Gauteng's two major cities are just 50km apart, but could hardly be more different. With its graceful government buildings, wide avenues of purple flowering jacarandas, and stolid Boer farming origins, PRETORIA – or TSHWANE as the metropolitan area has now been officially renamed – has always been a staid, sleepy city. Yet although South Africa's administrative capital was long regarded as a bastion of Afrikaner nationalism, home to the notorious supreme court and a massive prison, things are changing fast. Ever since democracy arrived, Pretoria has become increasingly cosmopolitan, with a substantial diplomatic community living in Arcadia and Hatfield, east of the city centre. Furthermore, most Pretorians are not Afrikaans, but Pedi and Tswana, and the change of government has brought many more middle-class blacks into the ranks of civil servants living in the capital. The city's Afrikaans community is hardly monolithic, either: alongside the old-school khaki-shorted types, there are thousands of students, a progressive art scene and a thriving Afrikaans gay and lesbian community.
Pretoria is close enough to Johannesburg's airport to provide a practical alternative base in Gauteng. It feels safer and less spread out than Johannesburg (though don't make the blithe assumption that Pretoria is crime-free), there are more conventional sights, and the nightlife is energetic and fun.

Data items
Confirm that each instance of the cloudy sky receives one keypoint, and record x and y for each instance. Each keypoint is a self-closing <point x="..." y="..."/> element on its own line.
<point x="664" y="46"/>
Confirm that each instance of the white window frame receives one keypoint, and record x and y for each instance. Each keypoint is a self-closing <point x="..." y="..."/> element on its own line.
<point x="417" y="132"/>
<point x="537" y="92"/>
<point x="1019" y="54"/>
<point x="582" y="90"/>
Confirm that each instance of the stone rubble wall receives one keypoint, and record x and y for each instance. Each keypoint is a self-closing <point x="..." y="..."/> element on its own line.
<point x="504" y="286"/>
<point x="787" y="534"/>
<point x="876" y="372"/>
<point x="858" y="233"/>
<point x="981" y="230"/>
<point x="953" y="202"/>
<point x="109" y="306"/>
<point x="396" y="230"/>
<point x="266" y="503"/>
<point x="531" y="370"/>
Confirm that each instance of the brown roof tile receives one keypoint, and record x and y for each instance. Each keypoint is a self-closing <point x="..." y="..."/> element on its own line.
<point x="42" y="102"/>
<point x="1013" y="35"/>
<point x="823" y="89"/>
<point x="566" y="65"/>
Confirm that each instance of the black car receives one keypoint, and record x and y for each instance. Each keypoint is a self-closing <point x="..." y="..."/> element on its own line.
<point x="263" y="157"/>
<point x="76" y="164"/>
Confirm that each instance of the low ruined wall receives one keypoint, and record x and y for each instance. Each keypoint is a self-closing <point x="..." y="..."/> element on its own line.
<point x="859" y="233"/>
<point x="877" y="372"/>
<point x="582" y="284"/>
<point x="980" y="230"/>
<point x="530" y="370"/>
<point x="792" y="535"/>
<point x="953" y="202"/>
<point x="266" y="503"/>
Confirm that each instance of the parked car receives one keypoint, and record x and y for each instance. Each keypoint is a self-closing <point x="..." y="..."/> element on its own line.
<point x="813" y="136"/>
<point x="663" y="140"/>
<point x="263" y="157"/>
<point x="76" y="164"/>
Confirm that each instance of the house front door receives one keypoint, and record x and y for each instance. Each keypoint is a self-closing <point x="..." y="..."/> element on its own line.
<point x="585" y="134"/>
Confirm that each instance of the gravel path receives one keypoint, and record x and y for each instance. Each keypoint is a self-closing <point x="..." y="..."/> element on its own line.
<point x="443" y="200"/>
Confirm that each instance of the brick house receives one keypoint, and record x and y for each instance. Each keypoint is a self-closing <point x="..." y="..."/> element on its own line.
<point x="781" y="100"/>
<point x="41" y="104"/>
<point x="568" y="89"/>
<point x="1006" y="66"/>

Written instruction 1 -
Reproduce the passage about Pretoria from "Pretoria is close" to "energetic and fun." word for word.
Written instruction 2 -
In the rows, take the lines from the line with "Confirm that each instance of the house" through the end of the rows and substitute "dirt path" for "gravel path", leaving everything else unchanged. Give only those lines.
These rows are unrelated to the passage about Pretoria.

Correct output 1 -
Pretoria is close enough to Johannesburg's airport to provide a practical alternative base in Gauteng. It feels safer and less spread out than Johannesburg (though don't make the blithe assumption that Pretoria is crime-free), there are more conventional sights, and the nightlife is energetic and fun.

Correct output 2 -
Confirm that each instance of the house front door receives one keypoint, and record x and y for each instance. Each keypoint is a self-closing <point x="..." y="..."/> element on its own line.
<point x="585" y="134"/>
Confirm that each instance of the dirt path receives one keypoint, and record x and y for each instance. Each keypoint is a self-closing <point x="..." y="..."/> element on its own line.
<point x="443" y="200"/>
Confirm that each instance of the brick house receives one keypoint, and record x and y for each instance. Each keypoint is a self-closing <point x="..." y="..."/> element on its own line.
<point x="781" y="100"/>
<point x="41" y="104"/>
<point x="568" y="89"/>
<point x="1006" y="66"/>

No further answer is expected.